::: Records for the exercise

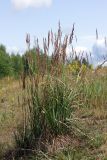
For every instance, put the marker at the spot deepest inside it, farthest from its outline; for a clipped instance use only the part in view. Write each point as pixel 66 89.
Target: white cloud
pixel 22 4
pixel 13 49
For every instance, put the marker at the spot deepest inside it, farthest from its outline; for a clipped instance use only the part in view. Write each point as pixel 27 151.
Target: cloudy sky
pixel 36 17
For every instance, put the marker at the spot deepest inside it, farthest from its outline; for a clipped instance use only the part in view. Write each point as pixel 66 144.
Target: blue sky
pixel 36 17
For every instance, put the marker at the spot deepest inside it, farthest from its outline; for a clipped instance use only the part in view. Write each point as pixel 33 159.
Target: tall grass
pixel 52 94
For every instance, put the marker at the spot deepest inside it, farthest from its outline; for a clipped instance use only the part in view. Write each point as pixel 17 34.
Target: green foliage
pixel 5 63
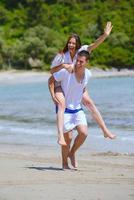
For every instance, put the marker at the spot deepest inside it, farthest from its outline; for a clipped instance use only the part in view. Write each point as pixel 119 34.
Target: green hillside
pixel 39 29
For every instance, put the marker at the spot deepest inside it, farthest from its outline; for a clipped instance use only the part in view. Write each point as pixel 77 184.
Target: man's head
pixel 82 59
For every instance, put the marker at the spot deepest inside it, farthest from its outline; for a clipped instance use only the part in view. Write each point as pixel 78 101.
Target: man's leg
pixel 60 115
pixel 79 140
pixel 65 149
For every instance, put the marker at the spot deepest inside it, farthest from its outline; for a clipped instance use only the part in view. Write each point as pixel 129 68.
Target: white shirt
pixel 72 89
pixel 62 58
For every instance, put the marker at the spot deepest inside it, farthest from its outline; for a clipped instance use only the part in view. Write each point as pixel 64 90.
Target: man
pixel 73 86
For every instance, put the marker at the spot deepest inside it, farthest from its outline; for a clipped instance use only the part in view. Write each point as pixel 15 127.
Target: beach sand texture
pixel 32 173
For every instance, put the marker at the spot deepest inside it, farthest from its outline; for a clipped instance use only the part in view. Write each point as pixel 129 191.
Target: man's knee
pixel 82 130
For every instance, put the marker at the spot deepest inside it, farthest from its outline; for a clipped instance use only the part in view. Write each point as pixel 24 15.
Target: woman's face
pixel 72 45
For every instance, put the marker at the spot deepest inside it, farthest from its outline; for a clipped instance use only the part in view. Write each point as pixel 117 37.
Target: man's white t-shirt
pixel 72 89
pixel 62 58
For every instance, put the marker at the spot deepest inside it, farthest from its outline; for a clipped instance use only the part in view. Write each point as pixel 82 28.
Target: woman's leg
pixel 60 115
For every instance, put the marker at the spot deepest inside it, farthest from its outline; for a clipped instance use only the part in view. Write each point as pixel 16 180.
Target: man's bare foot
pixel 61 141
pixel 73 161
pixel 109 135
pixel 64 167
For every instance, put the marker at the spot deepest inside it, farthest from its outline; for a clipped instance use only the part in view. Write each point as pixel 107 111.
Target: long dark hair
pixel 78 42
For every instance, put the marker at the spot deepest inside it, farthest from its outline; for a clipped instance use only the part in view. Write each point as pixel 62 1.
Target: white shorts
pixel 71 120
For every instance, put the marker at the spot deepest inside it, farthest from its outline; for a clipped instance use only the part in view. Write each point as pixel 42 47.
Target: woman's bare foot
pixel 73 161
pixel 61 141
pixel 108 134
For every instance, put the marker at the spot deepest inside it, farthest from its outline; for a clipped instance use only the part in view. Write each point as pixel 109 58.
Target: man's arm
pixel 106 33
pixel 89 104
pixel 68 67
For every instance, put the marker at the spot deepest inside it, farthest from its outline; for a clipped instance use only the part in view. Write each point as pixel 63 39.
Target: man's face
pixel 81 62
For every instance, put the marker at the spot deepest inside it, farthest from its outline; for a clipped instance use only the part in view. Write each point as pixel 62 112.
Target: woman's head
pixel 73 43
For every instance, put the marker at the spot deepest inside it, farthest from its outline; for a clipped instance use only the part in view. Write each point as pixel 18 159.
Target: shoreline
pixel 30 76
pixel 29 173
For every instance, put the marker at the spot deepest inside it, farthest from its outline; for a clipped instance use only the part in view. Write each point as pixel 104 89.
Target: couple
pixel 72 81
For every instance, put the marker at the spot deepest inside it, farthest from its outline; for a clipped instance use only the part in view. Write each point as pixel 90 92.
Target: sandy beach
pixel 35 173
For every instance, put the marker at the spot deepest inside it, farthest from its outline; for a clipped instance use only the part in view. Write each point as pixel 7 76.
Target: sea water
pixel 27 114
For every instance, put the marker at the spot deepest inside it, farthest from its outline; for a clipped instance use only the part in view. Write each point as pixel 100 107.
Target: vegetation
pixel 38 29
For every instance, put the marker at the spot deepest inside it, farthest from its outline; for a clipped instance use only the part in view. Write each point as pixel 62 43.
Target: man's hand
pixel 69 67
pixel 55 100
pixel 108 28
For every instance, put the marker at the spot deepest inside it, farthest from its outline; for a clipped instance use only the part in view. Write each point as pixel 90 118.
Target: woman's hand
pixel 108 28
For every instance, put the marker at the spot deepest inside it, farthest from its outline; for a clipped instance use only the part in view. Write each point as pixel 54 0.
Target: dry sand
pixel 33 173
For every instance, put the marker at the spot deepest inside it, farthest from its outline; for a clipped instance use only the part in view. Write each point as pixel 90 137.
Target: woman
pixel 66 59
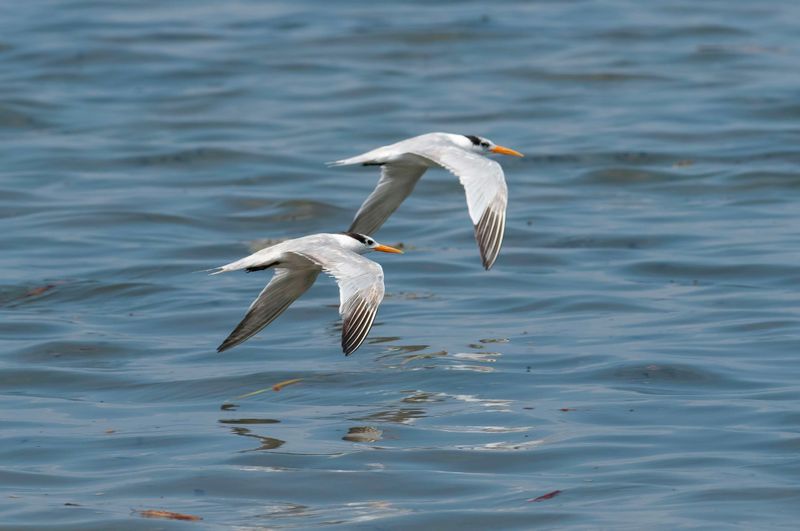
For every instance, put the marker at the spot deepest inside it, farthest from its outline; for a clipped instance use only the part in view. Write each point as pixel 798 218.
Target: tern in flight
pixel 402 165
pixel 297 264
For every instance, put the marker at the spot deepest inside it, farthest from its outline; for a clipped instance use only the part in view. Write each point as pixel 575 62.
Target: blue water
pixel 635 346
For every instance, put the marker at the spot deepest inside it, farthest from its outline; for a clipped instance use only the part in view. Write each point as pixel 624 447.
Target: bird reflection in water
pixel 266 443
pixel 363 434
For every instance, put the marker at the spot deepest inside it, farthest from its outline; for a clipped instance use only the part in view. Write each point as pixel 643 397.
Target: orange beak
pixel 506 151
pixel 387 249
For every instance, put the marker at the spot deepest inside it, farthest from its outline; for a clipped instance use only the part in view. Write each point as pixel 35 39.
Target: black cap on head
pixel 357 236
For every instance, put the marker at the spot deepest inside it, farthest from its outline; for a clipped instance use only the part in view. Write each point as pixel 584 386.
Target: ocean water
pixel 631 361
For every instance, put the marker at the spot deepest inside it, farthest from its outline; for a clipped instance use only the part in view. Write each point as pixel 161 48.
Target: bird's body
pixel 403 164
pixel 297 264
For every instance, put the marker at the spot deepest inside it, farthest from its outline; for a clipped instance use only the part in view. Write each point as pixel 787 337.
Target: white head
pixel 483 146
pixel 360 243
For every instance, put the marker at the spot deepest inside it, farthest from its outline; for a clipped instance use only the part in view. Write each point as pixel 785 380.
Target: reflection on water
pixel 265 443
pixel 635 346
pixel 363 434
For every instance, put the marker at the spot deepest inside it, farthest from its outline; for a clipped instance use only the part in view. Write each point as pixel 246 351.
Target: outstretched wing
pixel 396 183
pixel 360 292
pixel 487 194
pixel 284 288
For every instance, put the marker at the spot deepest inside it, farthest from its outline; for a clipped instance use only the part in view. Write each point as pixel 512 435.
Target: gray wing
pixel 396 183
pixel 487 194
pixel 284 288
pixel 360 291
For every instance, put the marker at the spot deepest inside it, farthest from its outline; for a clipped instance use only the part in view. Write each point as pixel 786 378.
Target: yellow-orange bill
pixel 387 249
pixel 506 151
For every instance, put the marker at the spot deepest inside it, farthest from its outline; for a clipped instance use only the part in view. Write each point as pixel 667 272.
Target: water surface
pixel 635 347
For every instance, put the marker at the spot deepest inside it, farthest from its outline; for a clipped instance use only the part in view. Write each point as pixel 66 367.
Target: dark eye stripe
pixel 363 239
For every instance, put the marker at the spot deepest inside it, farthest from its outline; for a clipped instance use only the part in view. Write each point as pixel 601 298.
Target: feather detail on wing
pixel 487 194
pixel 284 288
pixel 360 292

::::::

### Request
Copy the lines word for word, starting from the first one and stopping after the line that contains "pixel 82 59". Leave the pictures out.

### Output
For every instance, put the marker at the spot deepest inside it, farthest from its outline; for a clipped instance use only the part in view. Write each point as pixel 66 89.
Target: white cloud
pixel 22 4
pixel 13 49
For every instance, put the marker at the spot deepest inside it, farthest from its outline; for a clipped instance use only the part in view. Write each point as pixel 27 151.
Target: cloudy sky
pixel 36 17
For every instance, put the marker at the spot deepest inside it, farthest from its outline; for a clipped instance use only the part in view. Write each point as pixel 66 144.
Target: blue sky
pixel 36 17
For every instance, put the marker at the spot deepest inside it, farthest from its outline; for a clipped instance use only the part in view. Write each point as pixel 33 159.
Target: tall grass
pixel 52 94
For every instance, put the marker at the spot deepest inside it, farthest from its outline; for a clipped instance use only the part in view. Write each point as pixel 17 34.
Target: green foliage
pixel 5 63
For every instance, put the marker at the spot deepest inside it, farthest from its outline; for a clipped instance use only the part in view. Write each point as pixel 119 34.
Target: green hillside
pixel 39 29
For every instance, put the marker at the spot deepest inside it, farthest from its outline; for a clipped instance use only the part in view. Write each point as pixel 77 184.
Target: man's head
pixel 82 59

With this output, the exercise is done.